### RECORDS FOR THIS EXERCISE:
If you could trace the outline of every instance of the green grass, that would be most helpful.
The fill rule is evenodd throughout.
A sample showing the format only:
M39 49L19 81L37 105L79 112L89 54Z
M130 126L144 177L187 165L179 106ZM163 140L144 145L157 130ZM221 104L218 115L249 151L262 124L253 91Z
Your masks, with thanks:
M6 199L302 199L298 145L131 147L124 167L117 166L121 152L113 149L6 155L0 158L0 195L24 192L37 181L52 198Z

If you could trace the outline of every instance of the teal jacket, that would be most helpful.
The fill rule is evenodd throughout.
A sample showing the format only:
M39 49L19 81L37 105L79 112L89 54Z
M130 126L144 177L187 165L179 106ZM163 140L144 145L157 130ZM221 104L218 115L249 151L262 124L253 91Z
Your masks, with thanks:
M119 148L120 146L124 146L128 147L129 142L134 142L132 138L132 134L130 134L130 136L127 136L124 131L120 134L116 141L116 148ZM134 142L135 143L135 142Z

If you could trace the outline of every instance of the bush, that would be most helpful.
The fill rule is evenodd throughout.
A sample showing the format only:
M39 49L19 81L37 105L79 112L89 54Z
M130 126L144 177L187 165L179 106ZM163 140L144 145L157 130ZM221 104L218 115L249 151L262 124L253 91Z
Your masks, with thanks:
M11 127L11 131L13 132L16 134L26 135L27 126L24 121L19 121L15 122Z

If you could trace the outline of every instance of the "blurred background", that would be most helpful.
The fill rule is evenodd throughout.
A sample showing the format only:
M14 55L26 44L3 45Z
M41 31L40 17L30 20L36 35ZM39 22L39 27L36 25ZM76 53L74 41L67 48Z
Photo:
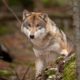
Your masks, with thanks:
M74 26L72 18L72 5L70 0L0 0L0 76L6 80L15 80L10 75L25 73L28 67L32 67L34 73L35 56L32 46L20 31L20 24L15 16L6 7L5 3L14 11L22 21L22 12L28 11L46 12L55 21L67 36L74 40ZM8 57L9 59L7 59ZM6 59L3 59L3 58ZM27 67L26 67L27 66ZM21 71L21 72L20 72ZM22 74L19 74L18 77ZM29 75L34 76L33 75ZM28 76L27 76L28 77ZM2 79L0 79L2 80ZM18 79L17 79L18 80ZM31 79L29 79L31 80Z

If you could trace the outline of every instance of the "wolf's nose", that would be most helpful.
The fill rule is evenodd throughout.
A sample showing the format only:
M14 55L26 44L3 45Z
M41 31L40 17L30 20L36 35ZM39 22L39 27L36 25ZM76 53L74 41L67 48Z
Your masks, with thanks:
M30 35L30 38L31 38L31 39L34 39L34 35Z

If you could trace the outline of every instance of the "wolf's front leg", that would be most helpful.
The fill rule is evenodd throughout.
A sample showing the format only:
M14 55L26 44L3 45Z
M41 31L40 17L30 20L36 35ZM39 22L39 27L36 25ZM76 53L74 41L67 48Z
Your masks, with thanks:
M37 58L35 62L35 67L36 67L36 77L41 76L42 72L44 71L44 61L40 58Z

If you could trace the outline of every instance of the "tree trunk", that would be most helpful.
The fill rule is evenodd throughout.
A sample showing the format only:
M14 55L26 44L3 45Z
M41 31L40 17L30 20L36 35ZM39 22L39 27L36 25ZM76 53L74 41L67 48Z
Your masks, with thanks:
M73 24L75 26L75 45L77 61L77 80L80 80L80 0L73 0Z

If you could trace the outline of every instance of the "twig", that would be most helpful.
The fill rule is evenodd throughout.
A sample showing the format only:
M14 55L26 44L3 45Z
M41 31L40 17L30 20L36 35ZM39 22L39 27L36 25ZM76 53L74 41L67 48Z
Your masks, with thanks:
M16 70L15 70L15 75L17 77L17 80L20 80L20 78L19 78L18 73L16 72Z
M21 24L20 19L17 17L17 15L14 13L14 11L8 6L8 4L6 3L6 1L2 0L2 2L8 8L8 10L14 15L14 17L17 19L17 21L19 22L19 24Z
M25 71L25 73L24 73L24 75L23 75L22 80L25 80L25 76L26 76L26 74L28 73L29 70L30 70L30 67L28 66L28 68L26 69L26 71Z

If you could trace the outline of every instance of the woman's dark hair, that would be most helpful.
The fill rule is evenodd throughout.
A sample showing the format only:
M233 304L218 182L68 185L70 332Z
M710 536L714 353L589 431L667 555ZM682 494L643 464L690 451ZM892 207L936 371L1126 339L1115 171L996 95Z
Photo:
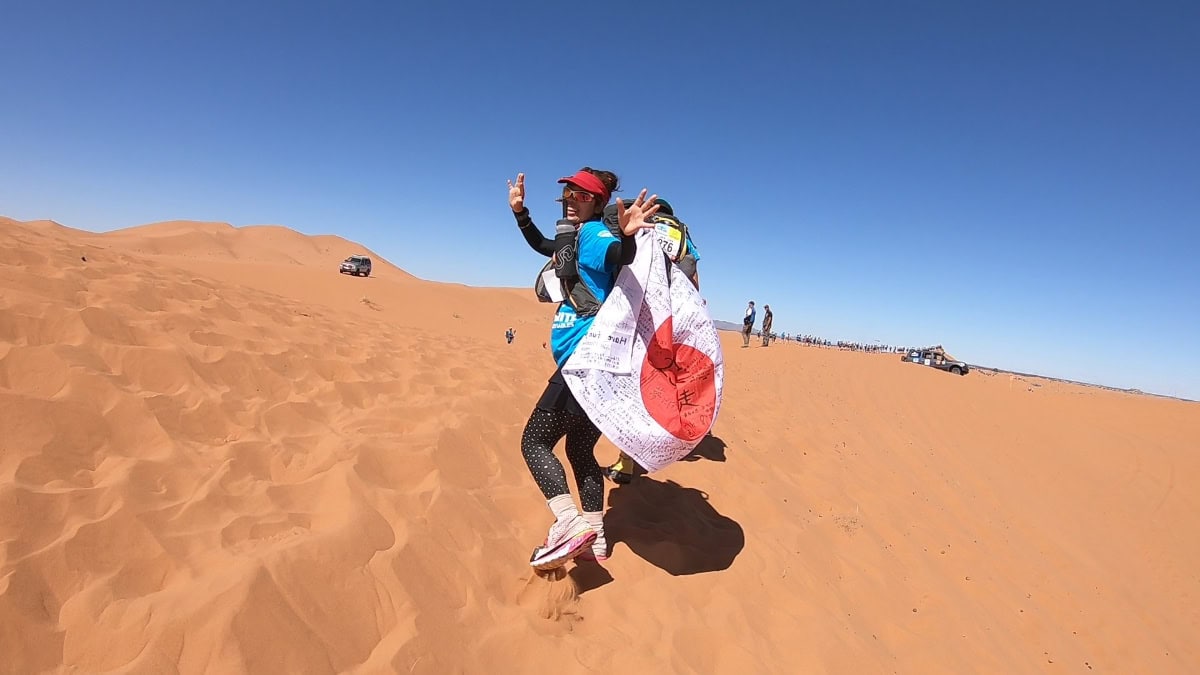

### TASK OBJECTIVE:
From the data above, select each line that contains the string "wolf".

### SOLUTION:
If you could trace the outline of every instance of the "wolf's nose", that would be most helpful.
If you could trace the outline of every instance of the "wolf's front leg", that would be most helpful.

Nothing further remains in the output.